EXERCISE REQUIREMENTS -
1. From the workgroup report on repositories and preservation, reproduce word for word the passage that begins with the words containing "Repositories are a" and ends with "practices, and more.".
2. Please pick up the workgroup report on repositories and preservation after its final sentence and extend it.

TEXT UNDER STUDY -
* * * *

Helping science succeed
Helping science succeed

Report from the Repositories & Preservation Workgroup

Download

Abstract

Repositories are a vital tool in modern information management and a key component of preser­vation and long-term availability. They are not well-suited, however, to the current chal­lenges posed by our information-rich society and the multitude of stakeholders involved in the modern scholarly publishing system. Strengthening repositories and standardizing preserva­tion processes are critically important. This challenge will require not only leading multi­ple stakeholder groups but also reforming multiple information systems, architectures, phi­losophies, practices, and more.

OSI2016 Workgroup Question

Are we satisfied with the current state of global knowledge preservation? What are the current­ preservation methods? Who are the actors? Is this system satisfactory? What role do institu­tional repositories play in this process? What does the future hold for these repositories (taking into account linking efforts, publishing company concerns about revenue declines, wide­spread dark archiving practices, and so on)? Would new mandates help (or do we simply need to tighten existing mandates so they actually compel authors to do certain things)? And how do versions of record figure into all of this—that is, how do archiving poli­cies (with regard to differences between pre-journal and post-journal versions) affect knowledge accurac­y­ and transfer? How can digital preservation advance open scholarship?

* * * *

Pointing data for referring expressions

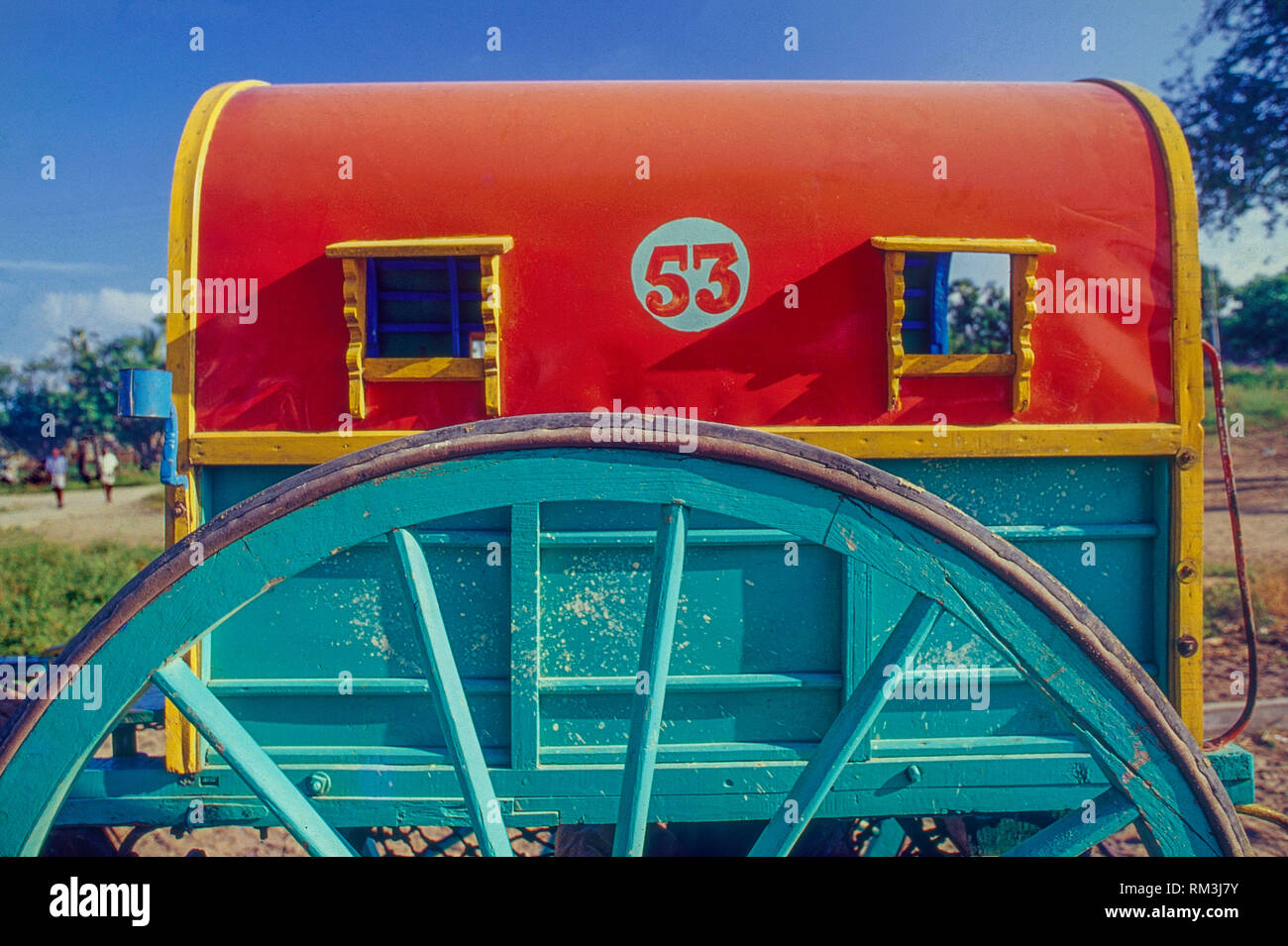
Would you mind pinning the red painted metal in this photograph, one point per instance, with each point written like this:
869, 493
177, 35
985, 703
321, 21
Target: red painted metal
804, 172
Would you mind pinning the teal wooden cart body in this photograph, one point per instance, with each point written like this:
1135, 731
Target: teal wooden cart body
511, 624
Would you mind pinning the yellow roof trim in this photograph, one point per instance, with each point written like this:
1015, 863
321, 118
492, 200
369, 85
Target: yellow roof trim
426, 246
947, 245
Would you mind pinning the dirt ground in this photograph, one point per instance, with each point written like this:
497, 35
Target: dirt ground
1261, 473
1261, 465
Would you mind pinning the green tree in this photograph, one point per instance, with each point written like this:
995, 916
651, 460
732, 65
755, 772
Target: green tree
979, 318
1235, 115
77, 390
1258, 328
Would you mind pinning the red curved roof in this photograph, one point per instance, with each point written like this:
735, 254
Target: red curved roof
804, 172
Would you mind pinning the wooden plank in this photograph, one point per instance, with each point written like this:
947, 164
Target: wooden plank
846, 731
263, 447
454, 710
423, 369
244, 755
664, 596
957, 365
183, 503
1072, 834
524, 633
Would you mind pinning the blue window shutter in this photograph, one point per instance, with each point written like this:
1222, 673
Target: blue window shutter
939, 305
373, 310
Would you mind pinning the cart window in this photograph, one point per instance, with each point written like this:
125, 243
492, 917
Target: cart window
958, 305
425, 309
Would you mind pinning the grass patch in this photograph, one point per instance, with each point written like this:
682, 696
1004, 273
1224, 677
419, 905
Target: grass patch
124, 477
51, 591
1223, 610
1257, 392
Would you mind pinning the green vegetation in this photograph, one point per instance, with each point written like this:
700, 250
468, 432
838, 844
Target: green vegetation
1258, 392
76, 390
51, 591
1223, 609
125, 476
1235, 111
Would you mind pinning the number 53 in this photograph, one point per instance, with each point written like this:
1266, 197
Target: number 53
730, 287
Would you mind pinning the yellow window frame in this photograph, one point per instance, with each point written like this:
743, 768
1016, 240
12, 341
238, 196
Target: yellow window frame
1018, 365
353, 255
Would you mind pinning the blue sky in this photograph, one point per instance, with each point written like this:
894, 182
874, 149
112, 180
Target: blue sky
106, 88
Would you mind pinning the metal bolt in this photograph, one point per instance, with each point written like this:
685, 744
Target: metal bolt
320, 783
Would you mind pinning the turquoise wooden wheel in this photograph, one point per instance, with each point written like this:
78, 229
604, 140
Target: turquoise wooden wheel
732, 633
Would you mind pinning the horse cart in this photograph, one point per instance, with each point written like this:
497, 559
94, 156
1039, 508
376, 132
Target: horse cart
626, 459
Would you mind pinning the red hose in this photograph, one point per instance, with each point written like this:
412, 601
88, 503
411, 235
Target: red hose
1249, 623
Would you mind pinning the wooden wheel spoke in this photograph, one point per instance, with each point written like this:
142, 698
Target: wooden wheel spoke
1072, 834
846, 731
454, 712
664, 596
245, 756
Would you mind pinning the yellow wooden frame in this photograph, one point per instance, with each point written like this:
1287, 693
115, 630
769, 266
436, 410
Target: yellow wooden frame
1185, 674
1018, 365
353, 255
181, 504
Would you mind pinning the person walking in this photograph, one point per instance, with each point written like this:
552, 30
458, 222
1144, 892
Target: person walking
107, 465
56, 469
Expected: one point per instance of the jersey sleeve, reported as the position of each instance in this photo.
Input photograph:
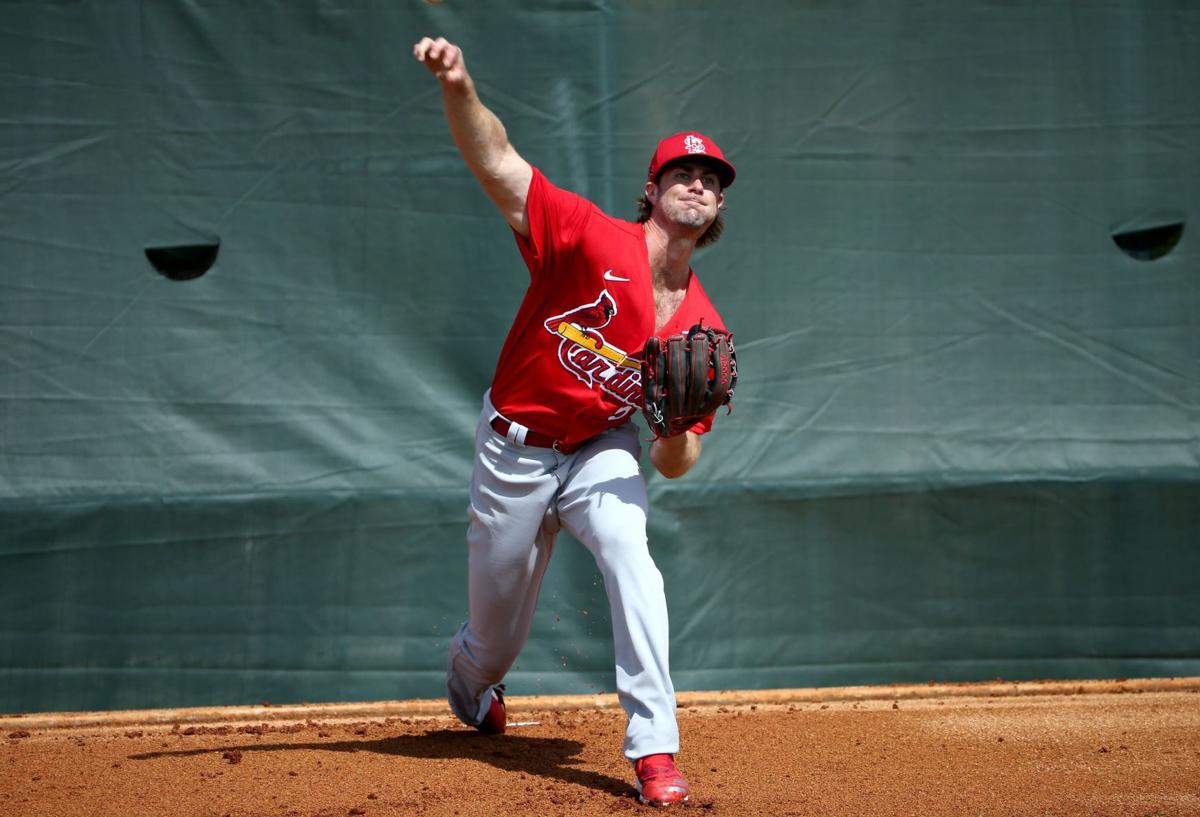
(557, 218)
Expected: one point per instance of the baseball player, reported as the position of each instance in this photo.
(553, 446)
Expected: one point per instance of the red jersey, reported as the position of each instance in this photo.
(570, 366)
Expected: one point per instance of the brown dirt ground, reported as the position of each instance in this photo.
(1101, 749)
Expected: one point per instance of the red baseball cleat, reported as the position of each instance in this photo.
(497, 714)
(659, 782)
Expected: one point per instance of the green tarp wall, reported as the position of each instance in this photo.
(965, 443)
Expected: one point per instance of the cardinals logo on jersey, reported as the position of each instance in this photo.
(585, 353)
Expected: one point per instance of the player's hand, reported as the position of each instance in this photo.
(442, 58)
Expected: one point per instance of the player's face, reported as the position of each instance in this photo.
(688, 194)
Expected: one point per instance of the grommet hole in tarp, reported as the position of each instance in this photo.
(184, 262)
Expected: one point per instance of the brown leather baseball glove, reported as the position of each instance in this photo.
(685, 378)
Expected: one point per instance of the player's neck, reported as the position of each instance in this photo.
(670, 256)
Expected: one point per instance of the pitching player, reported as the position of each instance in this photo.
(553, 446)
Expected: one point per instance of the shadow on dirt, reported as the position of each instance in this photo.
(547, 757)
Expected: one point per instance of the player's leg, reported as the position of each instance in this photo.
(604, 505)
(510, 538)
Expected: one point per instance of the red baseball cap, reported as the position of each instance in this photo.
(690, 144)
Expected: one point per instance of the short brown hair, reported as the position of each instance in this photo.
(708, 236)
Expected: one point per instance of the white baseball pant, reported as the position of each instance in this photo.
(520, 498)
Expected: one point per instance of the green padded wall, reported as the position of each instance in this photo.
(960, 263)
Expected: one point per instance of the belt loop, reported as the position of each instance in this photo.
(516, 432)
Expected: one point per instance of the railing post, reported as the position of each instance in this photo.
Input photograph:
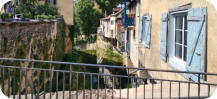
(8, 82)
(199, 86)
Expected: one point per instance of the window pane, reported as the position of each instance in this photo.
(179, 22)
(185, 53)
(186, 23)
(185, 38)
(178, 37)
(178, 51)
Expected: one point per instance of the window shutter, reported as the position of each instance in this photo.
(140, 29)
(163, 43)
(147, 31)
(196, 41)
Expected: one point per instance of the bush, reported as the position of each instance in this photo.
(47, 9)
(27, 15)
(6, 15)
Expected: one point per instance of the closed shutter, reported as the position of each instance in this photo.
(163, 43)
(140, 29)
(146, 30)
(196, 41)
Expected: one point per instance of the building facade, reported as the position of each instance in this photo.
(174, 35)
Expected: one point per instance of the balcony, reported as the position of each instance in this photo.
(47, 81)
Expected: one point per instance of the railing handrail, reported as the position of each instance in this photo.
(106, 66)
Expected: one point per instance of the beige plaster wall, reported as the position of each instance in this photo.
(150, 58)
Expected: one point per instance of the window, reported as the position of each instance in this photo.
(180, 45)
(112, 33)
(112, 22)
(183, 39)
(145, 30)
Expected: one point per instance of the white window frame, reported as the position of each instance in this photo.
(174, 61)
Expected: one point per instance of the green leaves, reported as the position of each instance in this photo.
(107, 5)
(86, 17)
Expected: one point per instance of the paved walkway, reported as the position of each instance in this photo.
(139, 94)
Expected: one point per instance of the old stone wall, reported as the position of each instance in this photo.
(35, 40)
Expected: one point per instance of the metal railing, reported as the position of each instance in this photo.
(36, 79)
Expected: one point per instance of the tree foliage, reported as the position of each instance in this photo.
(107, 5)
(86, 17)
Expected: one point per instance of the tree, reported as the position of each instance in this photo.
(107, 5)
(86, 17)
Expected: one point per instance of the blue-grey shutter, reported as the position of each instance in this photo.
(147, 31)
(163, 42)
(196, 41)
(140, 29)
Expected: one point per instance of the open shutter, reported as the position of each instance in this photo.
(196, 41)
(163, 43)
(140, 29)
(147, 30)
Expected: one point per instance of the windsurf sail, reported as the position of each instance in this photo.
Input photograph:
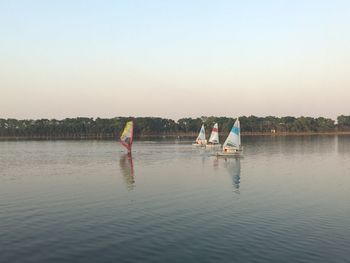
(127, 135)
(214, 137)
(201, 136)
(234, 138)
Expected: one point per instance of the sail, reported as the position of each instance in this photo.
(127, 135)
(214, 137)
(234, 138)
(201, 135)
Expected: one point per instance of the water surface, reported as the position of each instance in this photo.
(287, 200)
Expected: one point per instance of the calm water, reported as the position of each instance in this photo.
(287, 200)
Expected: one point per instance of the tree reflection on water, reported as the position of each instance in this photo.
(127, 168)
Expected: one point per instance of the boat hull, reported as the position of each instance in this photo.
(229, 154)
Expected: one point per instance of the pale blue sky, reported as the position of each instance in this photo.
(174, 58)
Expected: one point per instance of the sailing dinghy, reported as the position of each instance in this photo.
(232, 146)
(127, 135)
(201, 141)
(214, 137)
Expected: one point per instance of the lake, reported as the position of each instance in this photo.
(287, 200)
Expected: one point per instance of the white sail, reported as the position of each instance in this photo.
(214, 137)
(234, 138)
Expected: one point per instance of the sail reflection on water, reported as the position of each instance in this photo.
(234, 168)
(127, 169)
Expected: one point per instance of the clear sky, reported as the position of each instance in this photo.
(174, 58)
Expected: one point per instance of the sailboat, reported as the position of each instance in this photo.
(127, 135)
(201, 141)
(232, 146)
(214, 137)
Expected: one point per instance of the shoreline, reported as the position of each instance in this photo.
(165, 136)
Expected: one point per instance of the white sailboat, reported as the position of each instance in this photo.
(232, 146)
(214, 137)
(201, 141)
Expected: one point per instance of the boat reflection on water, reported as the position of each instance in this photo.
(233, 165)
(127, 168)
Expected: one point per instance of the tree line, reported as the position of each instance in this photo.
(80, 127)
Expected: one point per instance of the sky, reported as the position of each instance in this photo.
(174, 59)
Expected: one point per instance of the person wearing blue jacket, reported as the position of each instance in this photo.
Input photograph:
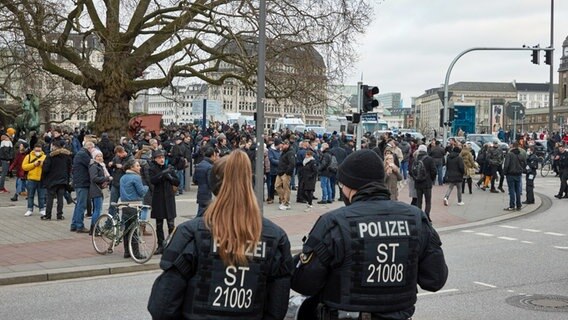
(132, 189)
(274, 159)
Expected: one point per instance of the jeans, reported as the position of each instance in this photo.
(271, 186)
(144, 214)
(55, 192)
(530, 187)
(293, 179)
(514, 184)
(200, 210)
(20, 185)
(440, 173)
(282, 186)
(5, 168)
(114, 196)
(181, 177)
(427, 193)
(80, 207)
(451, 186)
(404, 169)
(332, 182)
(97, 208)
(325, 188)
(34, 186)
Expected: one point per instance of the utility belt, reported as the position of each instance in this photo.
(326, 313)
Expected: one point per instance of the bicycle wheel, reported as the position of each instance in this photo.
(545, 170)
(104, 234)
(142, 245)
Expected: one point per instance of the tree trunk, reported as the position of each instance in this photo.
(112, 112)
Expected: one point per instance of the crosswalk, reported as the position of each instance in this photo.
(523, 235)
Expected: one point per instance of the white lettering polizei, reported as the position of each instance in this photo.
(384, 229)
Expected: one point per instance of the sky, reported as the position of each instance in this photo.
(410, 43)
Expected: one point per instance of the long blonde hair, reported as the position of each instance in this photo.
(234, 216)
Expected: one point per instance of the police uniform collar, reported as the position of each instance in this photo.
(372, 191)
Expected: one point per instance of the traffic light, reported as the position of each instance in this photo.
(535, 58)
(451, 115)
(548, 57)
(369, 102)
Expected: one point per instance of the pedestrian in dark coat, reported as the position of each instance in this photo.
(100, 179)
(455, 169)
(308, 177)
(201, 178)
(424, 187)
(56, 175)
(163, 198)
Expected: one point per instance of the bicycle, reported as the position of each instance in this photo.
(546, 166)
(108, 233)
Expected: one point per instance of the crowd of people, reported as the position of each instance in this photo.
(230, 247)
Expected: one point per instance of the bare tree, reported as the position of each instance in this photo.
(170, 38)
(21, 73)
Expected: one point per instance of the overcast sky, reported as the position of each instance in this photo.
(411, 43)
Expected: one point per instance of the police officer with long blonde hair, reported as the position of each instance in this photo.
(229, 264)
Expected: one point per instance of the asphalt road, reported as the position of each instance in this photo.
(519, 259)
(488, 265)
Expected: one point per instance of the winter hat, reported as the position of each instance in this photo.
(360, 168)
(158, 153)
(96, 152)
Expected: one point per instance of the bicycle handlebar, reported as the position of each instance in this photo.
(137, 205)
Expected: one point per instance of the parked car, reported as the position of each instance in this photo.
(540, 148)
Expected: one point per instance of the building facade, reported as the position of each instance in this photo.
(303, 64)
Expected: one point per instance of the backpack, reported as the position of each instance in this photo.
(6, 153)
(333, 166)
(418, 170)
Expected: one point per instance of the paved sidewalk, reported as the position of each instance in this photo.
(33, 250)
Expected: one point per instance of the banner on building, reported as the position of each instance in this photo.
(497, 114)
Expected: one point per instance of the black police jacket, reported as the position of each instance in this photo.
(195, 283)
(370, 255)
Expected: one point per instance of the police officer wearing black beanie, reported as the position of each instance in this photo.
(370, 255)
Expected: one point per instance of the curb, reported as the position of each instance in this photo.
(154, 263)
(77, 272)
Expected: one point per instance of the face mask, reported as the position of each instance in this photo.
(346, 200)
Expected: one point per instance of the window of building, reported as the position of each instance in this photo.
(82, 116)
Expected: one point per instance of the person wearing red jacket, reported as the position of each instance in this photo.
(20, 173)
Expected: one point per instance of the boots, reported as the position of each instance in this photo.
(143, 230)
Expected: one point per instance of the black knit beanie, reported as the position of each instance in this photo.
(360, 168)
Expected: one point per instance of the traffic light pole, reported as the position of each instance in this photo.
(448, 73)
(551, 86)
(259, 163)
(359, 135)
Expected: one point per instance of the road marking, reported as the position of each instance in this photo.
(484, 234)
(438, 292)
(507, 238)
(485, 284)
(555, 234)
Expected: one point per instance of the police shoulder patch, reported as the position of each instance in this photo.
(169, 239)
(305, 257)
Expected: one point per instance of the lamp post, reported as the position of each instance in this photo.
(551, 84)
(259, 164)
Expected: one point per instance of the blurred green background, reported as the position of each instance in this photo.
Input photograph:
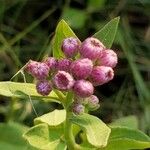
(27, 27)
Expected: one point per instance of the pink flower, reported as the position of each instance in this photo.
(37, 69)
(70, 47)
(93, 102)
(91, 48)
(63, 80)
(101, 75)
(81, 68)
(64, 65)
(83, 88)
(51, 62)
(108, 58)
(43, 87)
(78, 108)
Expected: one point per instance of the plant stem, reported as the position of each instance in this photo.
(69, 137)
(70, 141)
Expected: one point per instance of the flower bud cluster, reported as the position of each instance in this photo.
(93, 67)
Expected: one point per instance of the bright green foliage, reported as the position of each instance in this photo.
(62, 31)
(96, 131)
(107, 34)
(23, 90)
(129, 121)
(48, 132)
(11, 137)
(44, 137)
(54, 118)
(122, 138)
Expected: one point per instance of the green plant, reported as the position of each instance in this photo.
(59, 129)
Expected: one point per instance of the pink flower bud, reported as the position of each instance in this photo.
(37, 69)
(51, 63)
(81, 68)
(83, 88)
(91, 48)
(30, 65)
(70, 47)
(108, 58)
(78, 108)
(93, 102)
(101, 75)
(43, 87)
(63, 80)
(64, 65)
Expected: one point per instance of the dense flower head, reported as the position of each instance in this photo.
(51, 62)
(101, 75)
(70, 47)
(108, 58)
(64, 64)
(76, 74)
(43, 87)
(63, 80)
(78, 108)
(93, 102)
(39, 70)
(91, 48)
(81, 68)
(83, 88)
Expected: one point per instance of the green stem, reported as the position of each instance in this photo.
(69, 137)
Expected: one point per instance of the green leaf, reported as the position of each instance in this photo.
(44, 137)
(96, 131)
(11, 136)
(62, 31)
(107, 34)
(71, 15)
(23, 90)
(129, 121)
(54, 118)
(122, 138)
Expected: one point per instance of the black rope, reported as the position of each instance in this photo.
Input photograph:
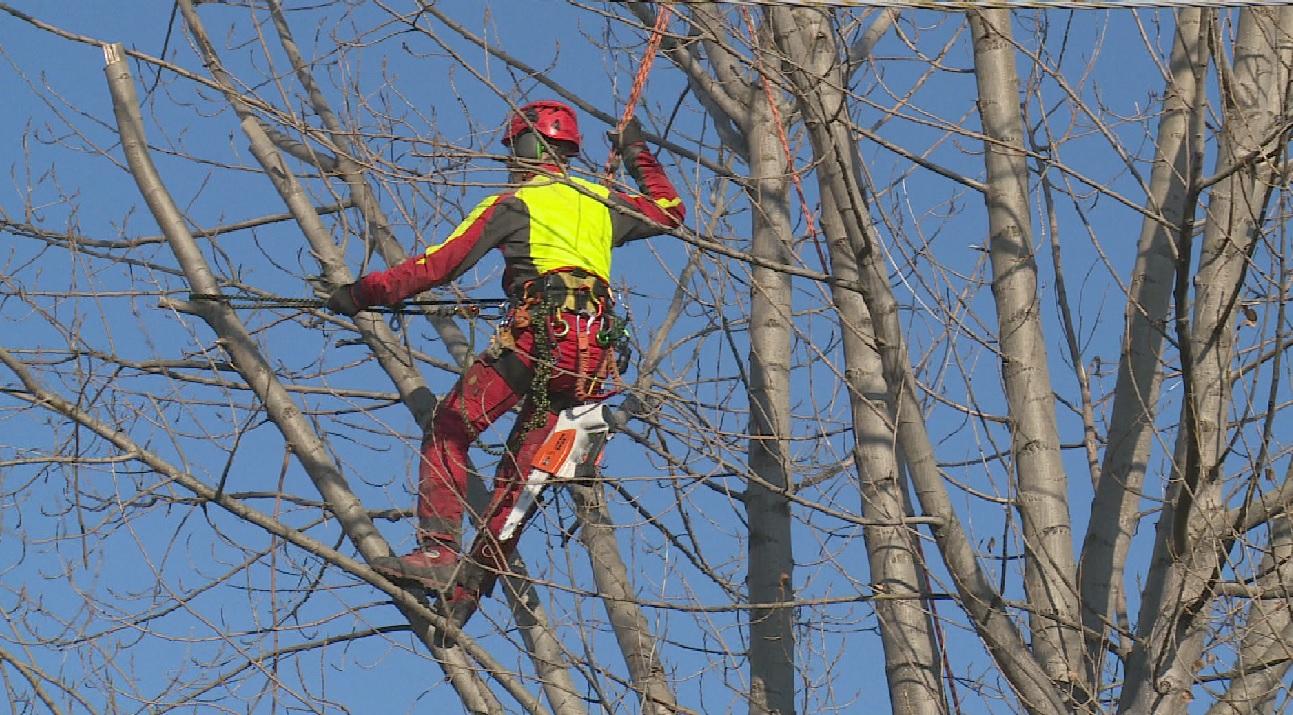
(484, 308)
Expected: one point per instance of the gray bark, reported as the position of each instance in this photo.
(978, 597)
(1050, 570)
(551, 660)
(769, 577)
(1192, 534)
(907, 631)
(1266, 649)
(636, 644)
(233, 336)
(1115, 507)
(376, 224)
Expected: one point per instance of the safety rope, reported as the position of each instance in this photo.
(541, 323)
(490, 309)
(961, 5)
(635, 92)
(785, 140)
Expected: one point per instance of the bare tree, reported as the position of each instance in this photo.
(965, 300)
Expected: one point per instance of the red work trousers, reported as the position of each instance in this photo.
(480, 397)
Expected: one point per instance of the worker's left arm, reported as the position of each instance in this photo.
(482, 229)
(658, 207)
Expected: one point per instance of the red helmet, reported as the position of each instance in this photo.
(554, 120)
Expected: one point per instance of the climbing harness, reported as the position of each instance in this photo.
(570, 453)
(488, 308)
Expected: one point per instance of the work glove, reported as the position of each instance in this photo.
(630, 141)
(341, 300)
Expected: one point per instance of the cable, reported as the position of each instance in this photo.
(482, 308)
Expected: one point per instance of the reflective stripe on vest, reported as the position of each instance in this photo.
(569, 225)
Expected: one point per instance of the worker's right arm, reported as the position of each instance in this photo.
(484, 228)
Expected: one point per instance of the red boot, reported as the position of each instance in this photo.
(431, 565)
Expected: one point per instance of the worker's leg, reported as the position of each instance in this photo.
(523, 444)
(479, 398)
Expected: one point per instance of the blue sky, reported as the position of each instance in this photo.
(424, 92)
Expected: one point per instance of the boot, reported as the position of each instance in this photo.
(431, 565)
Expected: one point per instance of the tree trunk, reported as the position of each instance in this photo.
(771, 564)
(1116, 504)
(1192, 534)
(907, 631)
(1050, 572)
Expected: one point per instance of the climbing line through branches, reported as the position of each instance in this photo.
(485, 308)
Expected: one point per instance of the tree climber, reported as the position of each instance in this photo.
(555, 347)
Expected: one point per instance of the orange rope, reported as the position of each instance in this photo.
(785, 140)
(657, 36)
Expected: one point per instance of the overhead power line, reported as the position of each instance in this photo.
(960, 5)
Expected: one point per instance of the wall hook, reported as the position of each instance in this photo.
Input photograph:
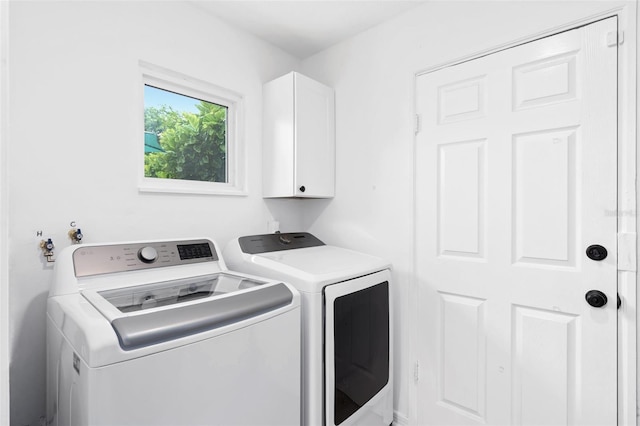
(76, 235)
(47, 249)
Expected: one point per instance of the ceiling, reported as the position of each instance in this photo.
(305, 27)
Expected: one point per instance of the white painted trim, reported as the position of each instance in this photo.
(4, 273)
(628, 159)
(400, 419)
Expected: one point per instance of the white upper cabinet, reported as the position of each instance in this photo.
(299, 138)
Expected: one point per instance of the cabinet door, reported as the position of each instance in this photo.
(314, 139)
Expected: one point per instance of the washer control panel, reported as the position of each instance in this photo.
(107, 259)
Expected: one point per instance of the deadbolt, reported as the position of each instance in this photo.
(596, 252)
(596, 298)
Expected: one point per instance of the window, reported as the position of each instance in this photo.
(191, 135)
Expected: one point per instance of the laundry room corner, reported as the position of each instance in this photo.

* * * *

TASK-BY-TASK OUTPUTS -
1.
Repositories are a vital tool in modern information management and a key component of preser­vation and long-term availability. They are not well-suited, however, to the current chal­lenges posed by our information-rich society and the multitude of stakeholders involved in the modern scholarly publishing system. Strengthening repositories and standardizing preserva­tion processes are critically important. This challenge will require not only leading multi­ple stakeholder groups but also reforming multiple information systems, architectures, phi­losophies, practices, and more.

2.
Not so long ago, a sense of order existed in the system of scholarly repositories and preservation. Scholars wrote articles and books, publishers published them, and li­braries provided long-term access and preservation.

This concept has been severely challenged in recent years by a landscape of information flow that has evolved to become in­creasingly complex. Today there are thousands of isolated repositories, susceptible to multiple points of failure, ranging from technological breakdowns to organizational issues, as well as potential geographic and institutional catastrophes. There are countless new roles and stakeholders. Multiple new forms of scholarly ar­tifacts are being enabled by digital technologies. Technologies have proliferated along with development communities and commercial players. There are islands of best practice, often unidentified by the re­pository community. Although efforts toward coordination have been attempted (e.g., the Distributed Digital Preservation Framework Working Group and the Digital Preservation Network), sustained, continued coordination across these efforts has been lacking. Criteria for the curation of content and collections hosting varies among institutions and may not even include preservation as a priority. Ter­minology is inconsistent and used in different ways by different constituencies: the very terms “repository,” “preservation,” “access,” and even “publishing,” can­not be assumed to have a common point of reference in the many relevant dis­cussions and applications.

What’s at risk from this chaos? Everything. Without better organization in and between repositories, we risk entering a world where our ever-increasing flood of in­formation is misfiled, disconnected, even lost. While Internet search engines give us the illusion that everything is findable and accessible, a large percentage of the content of repositories is not adequately discoverable with today’s search en­gines. Strengthening repositories and standardizing workflows must be among our highest-priorities in scholarly publishing reform. But how can we even begin to think about improving such a complex sys­tem?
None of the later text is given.